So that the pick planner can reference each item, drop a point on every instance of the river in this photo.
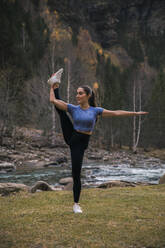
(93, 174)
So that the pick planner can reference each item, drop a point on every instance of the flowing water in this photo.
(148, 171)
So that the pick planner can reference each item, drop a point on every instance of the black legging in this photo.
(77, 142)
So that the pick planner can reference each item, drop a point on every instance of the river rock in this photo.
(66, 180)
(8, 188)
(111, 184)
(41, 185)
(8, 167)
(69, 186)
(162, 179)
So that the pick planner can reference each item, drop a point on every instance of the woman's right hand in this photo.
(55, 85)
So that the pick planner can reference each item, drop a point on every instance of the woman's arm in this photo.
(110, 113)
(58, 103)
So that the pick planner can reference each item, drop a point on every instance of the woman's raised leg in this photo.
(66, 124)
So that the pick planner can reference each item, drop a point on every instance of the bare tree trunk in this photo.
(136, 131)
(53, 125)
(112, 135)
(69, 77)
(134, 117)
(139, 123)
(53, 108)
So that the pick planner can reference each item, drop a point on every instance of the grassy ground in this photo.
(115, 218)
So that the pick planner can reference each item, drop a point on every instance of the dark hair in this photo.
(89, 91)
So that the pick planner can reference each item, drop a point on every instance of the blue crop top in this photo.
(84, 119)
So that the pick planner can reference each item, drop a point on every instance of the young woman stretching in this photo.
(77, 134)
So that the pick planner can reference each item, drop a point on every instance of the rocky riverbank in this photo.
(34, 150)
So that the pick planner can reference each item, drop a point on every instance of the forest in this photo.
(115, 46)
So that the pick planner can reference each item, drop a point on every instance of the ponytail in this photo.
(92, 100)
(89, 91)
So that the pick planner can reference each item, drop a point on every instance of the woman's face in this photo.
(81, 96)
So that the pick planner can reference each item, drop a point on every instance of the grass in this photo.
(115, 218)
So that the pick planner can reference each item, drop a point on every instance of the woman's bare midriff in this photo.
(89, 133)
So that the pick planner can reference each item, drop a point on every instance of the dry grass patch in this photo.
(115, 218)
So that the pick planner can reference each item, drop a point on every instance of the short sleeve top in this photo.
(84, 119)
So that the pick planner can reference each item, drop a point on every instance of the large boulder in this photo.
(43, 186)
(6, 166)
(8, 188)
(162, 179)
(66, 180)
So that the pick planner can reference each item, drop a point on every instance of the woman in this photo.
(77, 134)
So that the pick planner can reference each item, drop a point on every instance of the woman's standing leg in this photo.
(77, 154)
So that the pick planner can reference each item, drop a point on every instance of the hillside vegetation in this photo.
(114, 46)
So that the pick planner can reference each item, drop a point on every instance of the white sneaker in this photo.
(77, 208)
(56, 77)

__________

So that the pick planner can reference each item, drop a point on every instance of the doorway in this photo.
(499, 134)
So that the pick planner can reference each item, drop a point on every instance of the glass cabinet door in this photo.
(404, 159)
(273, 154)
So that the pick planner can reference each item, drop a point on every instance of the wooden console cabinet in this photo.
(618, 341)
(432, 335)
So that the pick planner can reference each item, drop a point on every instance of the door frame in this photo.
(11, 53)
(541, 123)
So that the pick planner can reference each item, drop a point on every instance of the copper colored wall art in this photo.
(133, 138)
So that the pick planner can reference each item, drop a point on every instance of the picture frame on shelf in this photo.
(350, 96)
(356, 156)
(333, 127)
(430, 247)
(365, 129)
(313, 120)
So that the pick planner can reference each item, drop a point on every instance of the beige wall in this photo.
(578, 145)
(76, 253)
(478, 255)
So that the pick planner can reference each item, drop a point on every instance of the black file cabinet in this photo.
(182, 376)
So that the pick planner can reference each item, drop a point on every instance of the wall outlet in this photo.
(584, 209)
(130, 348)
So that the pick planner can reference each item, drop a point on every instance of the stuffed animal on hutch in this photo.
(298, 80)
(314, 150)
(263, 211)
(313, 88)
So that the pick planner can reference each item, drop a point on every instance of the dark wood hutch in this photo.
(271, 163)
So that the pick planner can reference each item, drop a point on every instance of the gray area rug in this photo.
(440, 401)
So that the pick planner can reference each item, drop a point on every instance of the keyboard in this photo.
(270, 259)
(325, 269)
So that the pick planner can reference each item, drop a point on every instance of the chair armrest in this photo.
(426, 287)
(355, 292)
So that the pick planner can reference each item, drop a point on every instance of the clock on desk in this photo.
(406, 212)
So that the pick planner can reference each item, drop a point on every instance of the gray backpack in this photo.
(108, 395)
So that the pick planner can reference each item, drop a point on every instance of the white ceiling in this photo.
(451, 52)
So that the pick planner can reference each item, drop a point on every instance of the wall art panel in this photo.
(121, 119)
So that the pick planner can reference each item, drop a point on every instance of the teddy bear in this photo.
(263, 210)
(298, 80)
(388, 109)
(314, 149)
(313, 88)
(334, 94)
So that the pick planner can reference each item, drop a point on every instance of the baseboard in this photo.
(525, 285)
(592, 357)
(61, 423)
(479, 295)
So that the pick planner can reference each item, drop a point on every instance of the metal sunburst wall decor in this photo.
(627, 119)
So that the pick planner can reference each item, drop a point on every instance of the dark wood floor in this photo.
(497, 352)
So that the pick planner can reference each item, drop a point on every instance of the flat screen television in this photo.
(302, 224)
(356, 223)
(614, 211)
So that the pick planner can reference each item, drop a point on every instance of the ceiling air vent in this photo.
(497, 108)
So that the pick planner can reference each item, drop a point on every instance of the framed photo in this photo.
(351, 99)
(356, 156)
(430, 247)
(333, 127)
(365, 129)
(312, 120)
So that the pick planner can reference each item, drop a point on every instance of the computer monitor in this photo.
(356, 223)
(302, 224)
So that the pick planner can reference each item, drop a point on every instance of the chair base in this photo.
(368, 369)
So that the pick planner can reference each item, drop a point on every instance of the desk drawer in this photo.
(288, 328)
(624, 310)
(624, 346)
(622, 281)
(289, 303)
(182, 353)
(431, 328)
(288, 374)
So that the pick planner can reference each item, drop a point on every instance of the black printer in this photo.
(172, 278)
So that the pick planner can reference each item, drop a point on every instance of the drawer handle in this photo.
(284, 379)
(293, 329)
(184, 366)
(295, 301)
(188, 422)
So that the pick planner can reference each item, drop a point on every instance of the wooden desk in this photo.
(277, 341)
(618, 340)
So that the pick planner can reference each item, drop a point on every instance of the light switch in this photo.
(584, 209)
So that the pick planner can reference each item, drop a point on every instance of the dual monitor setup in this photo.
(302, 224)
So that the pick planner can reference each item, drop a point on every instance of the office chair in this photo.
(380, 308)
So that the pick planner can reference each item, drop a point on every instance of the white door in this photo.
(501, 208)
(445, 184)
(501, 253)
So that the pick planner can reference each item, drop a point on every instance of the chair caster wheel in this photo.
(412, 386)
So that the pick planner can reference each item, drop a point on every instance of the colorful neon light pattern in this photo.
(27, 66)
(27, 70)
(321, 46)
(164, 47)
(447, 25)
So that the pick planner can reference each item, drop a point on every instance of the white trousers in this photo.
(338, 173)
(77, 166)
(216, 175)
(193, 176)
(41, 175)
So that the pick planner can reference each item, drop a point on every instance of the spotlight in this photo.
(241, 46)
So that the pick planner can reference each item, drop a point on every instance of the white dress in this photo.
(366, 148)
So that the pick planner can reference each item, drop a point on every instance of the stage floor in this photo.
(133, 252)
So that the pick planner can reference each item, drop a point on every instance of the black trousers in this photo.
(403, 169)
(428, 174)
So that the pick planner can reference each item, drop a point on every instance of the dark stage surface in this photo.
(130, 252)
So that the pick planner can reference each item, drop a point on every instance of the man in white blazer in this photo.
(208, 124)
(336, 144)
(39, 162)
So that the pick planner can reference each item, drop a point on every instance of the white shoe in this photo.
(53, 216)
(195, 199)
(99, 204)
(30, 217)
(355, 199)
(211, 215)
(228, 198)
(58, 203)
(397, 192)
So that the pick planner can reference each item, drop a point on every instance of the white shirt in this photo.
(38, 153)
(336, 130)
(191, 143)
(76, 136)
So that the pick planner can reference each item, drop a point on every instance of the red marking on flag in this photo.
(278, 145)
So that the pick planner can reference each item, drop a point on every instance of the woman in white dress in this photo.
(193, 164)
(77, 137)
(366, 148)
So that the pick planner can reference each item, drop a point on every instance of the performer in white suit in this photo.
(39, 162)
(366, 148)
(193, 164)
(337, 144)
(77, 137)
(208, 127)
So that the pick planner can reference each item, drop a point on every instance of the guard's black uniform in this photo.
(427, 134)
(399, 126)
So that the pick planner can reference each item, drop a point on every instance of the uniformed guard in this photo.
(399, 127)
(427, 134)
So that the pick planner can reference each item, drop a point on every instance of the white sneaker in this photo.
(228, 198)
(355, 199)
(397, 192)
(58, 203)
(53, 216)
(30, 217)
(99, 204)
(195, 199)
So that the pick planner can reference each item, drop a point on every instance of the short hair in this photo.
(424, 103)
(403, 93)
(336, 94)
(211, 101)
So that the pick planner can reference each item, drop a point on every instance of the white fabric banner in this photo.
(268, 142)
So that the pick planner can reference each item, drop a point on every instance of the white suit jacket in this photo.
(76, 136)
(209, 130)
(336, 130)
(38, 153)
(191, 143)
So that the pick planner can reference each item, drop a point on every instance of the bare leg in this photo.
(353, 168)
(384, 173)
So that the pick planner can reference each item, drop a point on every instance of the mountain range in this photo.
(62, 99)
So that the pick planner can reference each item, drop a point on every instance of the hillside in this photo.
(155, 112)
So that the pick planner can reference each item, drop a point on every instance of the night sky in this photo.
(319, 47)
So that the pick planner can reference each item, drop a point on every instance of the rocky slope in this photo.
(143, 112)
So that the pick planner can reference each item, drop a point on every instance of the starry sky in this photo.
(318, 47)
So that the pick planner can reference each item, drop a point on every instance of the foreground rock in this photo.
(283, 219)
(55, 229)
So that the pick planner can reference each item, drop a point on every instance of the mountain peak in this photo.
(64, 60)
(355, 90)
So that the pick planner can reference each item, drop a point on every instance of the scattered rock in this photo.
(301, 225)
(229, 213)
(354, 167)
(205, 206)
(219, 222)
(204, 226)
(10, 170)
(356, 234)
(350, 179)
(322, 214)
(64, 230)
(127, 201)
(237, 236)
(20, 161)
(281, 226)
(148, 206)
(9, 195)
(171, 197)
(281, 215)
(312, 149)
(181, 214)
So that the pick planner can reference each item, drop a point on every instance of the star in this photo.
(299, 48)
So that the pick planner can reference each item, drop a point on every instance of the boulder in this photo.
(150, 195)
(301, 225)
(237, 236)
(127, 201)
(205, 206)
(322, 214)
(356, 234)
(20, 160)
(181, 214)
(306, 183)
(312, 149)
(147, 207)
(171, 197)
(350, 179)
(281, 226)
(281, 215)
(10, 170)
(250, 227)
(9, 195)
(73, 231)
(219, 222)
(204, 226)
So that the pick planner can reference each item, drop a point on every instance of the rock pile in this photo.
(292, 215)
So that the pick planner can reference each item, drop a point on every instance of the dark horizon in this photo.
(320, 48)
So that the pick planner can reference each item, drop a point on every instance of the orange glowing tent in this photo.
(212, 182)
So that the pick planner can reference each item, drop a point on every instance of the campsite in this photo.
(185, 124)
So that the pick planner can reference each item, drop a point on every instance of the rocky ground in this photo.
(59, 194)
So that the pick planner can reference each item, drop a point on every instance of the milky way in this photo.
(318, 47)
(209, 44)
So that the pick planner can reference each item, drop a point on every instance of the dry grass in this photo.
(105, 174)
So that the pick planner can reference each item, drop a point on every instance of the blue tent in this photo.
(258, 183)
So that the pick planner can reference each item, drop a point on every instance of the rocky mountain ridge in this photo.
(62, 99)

__________

Count the lines in the records above that contain the string "short", matching case exactly. Reply with the number alone.

2